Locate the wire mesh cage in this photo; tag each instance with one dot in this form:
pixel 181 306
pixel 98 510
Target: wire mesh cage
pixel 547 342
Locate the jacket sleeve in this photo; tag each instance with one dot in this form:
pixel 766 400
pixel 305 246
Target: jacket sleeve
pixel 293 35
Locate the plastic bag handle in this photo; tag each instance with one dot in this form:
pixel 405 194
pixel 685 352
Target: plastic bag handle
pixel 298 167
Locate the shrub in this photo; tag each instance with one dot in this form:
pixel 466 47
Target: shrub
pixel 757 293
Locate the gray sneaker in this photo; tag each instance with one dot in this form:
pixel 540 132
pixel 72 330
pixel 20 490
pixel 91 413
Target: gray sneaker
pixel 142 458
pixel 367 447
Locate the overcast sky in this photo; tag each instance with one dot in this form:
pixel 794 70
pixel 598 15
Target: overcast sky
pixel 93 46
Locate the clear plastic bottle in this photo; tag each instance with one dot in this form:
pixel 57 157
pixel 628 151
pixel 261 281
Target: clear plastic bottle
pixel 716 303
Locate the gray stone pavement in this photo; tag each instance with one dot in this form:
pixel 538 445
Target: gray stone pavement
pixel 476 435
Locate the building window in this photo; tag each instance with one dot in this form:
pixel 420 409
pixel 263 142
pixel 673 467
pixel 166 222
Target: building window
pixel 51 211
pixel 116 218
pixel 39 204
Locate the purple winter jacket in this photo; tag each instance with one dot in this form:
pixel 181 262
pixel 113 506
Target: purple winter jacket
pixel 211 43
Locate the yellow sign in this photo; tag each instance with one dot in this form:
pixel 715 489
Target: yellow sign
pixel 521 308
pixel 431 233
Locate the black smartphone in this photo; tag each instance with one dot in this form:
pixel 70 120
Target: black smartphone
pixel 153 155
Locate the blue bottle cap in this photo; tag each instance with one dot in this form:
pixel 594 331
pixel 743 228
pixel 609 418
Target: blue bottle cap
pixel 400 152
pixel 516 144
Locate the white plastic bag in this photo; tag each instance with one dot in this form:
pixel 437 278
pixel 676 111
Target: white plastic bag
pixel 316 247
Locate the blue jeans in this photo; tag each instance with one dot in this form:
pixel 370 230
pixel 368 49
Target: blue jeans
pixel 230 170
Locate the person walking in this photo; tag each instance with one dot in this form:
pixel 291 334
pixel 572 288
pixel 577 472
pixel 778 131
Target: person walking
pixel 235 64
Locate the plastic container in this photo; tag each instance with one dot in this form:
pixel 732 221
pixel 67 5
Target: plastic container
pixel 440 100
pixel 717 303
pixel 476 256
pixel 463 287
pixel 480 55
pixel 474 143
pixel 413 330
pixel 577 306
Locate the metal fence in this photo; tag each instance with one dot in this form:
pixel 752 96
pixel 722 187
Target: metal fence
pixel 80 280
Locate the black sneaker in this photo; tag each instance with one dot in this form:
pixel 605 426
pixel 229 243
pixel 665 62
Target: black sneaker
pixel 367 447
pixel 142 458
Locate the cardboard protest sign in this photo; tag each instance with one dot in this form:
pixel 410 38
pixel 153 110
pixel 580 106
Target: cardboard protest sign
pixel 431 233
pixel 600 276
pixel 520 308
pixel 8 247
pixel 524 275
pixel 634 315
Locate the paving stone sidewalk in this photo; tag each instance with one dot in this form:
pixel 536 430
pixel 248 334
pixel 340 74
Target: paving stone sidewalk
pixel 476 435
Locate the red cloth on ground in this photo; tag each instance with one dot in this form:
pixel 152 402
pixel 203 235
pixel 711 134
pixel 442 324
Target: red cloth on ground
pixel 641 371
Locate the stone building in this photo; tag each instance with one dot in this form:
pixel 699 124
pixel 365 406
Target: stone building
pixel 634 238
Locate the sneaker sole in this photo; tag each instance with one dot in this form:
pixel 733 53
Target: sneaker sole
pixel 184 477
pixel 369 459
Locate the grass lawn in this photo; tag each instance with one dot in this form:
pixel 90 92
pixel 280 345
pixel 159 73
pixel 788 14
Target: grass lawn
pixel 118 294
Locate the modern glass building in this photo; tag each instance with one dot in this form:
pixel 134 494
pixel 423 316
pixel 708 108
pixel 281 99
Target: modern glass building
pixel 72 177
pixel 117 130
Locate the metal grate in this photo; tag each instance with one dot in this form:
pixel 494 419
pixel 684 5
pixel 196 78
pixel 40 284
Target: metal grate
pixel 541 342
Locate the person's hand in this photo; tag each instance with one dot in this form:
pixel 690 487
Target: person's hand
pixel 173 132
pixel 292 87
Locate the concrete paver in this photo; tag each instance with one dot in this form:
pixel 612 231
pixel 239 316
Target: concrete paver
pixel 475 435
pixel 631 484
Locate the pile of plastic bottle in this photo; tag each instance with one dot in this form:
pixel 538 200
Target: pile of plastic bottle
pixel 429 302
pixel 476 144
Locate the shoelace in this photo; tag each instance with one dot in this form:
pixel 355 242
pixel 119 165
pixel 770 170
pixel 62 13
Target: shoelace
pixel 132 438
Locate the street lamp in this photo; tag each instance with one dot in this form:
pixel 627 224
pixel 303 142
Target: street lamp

### Task brief
Please copy out the material above character for character, starting at the line containing "Locate the modern" and continuing through the end of the material.

### Written response
Locate the modern glass building in this photo; tag each instance with one dot in this form:
pixel 134 494
pixel 423 316
pixel 708 108
pixel 281 99
Target: modern glass building
pixel 72 177
pixel 117 130
Locate the metal grate in this photo; tag each instance with one dot in this form:
pixel 494 419
pixel 684 5
pixel 196 78
pixel 40 284
Target: metal grate
pixel 541 342
Locate the person's hand in this photo; tag each instance with one dot in this form:
pixel 690 487
Target: person's hand
pixel 173 132
pixel 292 87
Locate the concrete paver in this photo; tag each instance with one dot in this form:
pixel 612 231
pixel 239 316
Target: concrete paver
pixel 475 435
pixel 631 484
Locate the pile of plastic bottle in this photo; tag each instance with one dot in this form:
pixel 538 200
Target: pile of plastic bottle
pixel 429 302
pixel 476 144
Locate the shoelace in this photo; tag each instance with one dot in this form:
pixel 355 242
pixel 119 165
pixel 770 170
pixel 62 13
Target: shoelace
pixel 132 438
Locate the street lamp in this photo; tag each instance with one dot in this form:
pixel 627 224
pixel 303 142
Target: street lamp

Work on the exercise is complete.